(Natural language region descriptions)
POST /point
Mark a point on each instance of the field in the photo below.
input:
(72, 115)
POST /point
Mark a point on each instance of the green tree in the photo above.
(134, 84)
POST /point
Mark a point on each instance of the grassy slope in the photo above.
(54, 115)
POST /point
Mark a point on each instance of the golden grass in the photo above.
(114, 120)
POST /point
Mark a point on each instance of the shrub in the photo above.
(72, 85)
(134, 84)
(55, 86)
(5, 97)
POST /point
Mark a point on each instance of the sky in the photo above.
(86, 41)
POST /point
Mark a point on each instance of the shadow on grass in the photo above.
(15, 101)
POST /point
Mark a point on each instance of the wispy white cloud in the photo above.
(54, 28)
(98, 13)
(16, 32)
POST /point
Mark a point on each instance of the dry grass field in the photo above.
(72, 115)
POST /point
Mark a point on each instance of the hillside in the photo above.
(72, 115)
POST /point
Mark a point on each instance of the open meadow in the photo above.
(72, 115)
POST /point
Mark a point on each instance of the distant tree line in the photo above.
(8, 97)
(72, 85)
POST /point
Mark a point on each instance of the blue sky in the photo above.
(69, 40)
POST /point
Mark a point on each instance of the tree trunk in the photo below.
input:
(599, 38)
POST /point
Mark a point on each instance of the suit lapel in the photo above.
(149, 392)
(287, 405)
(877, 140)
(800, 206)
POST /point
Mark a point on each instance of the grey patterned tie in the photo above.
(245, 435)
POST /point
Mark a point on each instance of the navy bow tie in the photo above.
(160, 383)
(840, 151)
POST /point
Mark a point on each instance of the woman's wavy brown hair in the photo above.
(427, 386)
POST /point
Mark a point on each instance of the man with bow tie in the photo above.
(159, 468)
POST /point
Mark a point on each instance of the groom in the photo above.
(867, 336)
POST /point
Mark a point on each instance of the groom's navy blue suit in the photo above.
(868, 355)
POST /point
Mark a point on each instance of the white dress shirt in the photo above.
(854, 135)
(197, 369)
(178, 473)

* [REQUIREMENT]: Across the records above, show each line containing the word "below".

* [TASK OUTPUT]:
Mark a point on each instance of the field in the photo below.
Mark a point on each instance of the tree trunk in the photo below.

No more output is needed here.